*Entries shown:*
▬▬▬▬▬▬

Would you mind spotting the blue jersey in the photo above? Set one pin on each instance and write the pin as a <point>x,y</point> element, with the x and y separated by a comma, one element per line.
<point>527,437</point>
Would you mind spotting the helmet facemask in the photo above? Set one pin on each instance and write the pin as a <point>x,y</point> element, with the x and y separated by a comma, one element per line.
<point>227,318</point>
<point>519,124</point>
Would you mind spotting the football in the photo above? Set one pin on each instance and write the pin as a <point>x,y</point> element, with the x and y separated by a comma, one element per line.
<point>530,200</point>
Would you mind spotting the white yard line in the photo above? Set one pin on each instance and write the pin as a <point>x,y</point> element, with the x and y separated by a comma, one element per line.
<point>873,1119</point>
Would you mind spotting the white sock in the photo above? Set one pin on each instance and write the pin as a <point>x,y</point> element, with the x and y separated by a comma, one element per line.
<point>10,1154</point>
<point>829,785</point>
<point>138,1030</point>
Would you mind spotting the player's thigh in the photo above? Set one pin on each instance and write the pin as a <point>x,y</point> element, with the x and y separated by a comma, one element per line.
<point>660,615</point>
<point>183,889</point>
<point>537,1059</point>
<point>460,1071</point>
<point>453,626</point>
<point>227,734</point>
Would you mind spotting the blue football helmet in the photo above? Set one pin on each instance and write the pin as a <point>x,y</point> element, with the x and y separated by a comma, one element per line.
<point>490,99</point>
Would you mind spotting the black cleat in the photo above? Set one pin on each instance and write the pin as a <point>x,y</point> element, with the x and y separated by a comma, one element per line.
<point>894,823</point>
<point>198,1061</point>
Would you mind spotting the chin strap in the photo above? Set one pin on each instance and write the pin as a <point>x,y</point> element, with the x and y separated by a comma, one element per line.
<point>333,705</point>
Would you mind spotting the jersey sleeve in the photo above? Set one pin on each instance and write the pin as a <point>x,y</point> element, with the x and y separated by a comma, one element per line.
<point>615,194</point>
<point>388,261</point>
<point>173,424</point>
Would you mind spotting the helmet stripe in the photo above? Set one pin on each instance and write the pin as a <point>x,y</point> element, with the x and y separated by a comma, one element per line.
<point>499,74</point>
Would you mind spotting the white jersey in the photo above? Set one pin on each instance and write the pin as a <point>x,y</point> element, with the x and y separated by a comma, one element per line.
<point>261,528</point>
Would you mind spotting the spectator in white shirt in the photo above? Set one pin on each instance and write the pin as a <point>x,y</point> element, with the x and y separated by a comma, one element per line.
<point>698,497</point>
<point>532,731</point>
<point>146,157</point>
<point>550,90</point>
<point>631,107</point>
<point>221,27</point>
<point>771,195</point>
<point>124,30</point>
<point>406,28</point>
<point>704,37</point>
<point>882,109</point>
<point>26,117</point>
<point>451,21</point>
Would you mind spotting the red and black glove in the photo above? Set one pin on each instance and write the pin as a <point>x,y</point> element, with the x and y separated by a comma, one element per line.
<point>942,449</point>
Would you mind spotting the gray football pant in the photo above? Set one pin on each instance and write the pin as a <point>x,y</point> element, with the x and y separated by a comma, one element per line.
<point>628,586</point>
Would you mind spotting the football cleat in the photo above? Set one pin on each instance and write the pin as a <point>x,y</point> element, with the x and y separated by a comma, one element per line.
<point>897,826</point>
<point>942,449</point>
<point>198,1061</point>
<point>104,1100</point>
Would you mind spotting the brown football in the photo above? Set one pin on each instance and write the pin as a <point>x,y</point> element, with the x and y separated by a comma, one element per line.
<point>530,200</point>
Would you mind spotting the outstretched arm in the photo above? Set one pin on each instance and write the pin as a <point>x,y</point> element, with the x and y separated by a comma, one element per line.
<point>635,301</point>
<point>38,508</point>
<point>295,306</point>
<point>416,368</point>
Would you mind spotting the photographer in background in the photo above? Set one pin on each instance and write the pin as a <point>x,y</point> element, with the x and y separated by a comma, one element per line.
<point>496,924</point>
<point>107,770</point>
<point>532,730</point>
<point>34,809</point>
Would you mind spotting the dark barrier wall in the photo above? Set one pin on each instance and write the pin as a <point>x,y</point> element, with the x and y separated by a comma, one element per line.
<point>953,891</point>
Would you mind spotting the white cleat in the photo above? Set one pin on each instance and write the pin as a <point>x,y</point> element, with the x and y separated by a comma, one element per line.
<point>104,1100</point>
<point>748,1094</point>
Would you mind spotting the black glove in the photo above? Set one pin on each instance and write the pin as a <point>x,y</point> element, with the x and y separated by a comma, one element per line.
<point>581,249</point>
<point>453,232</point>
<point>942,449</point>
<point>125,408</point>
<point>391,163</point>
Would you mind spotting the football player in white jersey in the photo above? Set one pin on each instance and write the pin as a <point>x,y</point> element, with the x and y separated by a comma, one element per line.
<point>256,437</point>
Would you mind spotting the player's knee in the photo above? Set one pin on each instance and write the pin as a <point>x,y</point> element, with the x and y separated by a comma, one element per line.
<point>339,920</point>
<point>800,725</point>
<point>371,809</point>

▬▬▬▬▬▬

*Prompt:* The required result is a verbatim copy of all the entries.

*Written answer:*
Would you mind spotting the blue jersey in the photo above? Set one pin on each instance and write the pin as a <point>x,y</point> element, with the x and y separated by a comma, one element per line.
<point>527,437</point>
Would you mind spotting the helmet facemask in the photo above? Set one pin on each instance and write the pin as a <point>x,y</point> element, with the x and y separated by a comma, one element per line.
<point>227,318</point>
<point>519,124</point>
Would you mind spotting the football in the photo above? Set one pin on each instance and write the pin as a <point>x,y</point> element, with the x and y separated by a comma, one element per line.
<point>530,200</point>
Would you mind spotting the white yard line in the photo above? Set one pin on each instance and write the pin as a <point>x,y</point> element, with the x and y separated by a comma, one element per line.
<point>873,1119</point>
Would you mind spotting the white sock in the photo above? Set one pin on each instance and write the pin as a <point>x,y</point> element, with the x and y separated by a comma, one element per line.
<point>10,1154</point>
<point>829,785</point>
<point>138,1030</point>
Would you mind spotting the player's thigh in the photo above? Set one pin on each instance and write the pin as a <point>x,y</point> element, with the x and y separated by a comma, one element per line.
<point>660,615</point>
<point>183,889</point>
<point>537,1059</point>
<point>460,1071</point>
<point>453,626</point>
<point>227,734</point>
Would you mind spotting the blue football helmet in the photo above? Set one pin on each instance and write the pin as a <point>x,y</point> element, with the x and y separated by a comma, one element per line.
<point>490,99</point>
Would you mind spotting the black cleat in the photo above? Set one pin on each instance and write the pin as a <point>x,y</point> element, with the x and y separated by a comma, one element per line.
<point>894,823</point>
<point>198,1061</point>
Would you mind spotting the chin strap in the photo above? Set one pin on each instance and write the pin as a <point>x,y</point> element, with the x and y separated by a comma, one element per line.
<point>333,705</point>
Would you mind spotting the jersey sleeve in the photo above? Set one pin on each instance and write the pin as a <point>x,y</point> element, with the x and y separated by a comma, one element per line.
<point>615,194</point>
<point>388,261</point>
<point>173,424</point>
Would you mind spotting the helmet stripe in the photo above? Set one pin on each instance and write the pin as a <point>x,y</point> element, with the x and y separated by a comma, one element per line.
<point>499,74</point>
Would you mind spotting the white jersey in the photo above? Set one pin on each instance and write the pin as a <point>x,y</point> element, with the x and y separated by a comma, one element per line.
<point>261,528</point>
Would you mind spotting the spectator in white shirt in the photo above? Set one pin on each instance and write the pin as a <point>x,y</point> element, with the x and y separated by a comma, one element per line.
<point>698,497</point>
<point>532,731</point>
<point>146,157</point>
<point>550,90</point>
<point>631,107</point>
<point>221,27</point>
<point>771,195</point>
<point>124,30</point>
<point>406,28</point>
<point>704,37</point>
<point>882,109</point>
<point>26,117</point>
<point>451,21</point>
Would you mind spotting the red and black glove in the photo above? Set one pin on each instance and write the pin as a <point>x,y</point> element, with the x and y separated by a comma, one element per line.
<point>942,449</point>
Would you mind spotting the gray football pant in the photo above? Set one pin on each instance and write the pin as a <point>x,y</point> element, with the x and y separated by a comma, one element per line.
<point>628,586</point>
Would you mind spotting the football cleat in the photo above? Set one pin on each instance and write the pin as a <point>x,y</point> element, with the x and y separated by a comma, one element per line.
<point>897,826</point>
<point>942,449</point>
<point>198,1061</point>
<point>104,1100</point>
Would you mind spotting the brown football in the photo above? Set one pin on each instance and write the pin as a <point>x,y</point> element, with the x and y separated by a comma, one element per line.
<point>530,200</point>
Would you mind spotting the outstretched arm in the photo above? Set one pin on each instance and write the pin as a <point>x,y</point> element, with the x and y separated by a comma, one element per line.
<point>635,301</point>
<point>38,508</point>
<point>295,306</point>
<point>416,368</point>
Would you mind spotting the photographer in background in the photo above? Set one pin on each instance and write the pin as a <point>x,y</point> element, with the x and y separated by a comma, one element per line.
<point>496,924</point>
<point>107,770</point>
<point>532,730</point>
<point>34,809</point>
Would you mind spotting the dark barrier wall in the photo above? Set one pin on each instance and write the pin as a <point>x,y</point> element, with the x and y separated by a comma, one element per line.
<point>953,891</point>
Would you mind spotting the white cleat in the photo above? Set one pin on each instance and write the pin as a <point>x,y</point> element, with the x and y separated by a comma, one element per line.
<point>104,1100</point>
<point>748,1094</point>
Would you mind spotting the black glove in the photo above? Set one pin on each instance and write the pin as a <point>x,y</point> element, with the x and y separated by a comma, one element per line.
<point>581,249</point>
<point>453,232</point>
<point>942,449</point>
<point>125,408</point>
<point>391,163</point>
Would you mind spotting the football player in white jersey in the photo above? Set one pin on each instance and write the pin as a <point>x,y</point> element, with the x and y separated by a comma, one element per line.
<point>256,437</point>
Would you mind spotting the player's knee in the photo above? Set one pin on each instance and write the pin as a <point>x,y</point> element, with the x and y separated by a comma, one element per line.
<point>339,920</point>
<point>800,725</point>
<point>371,809</point>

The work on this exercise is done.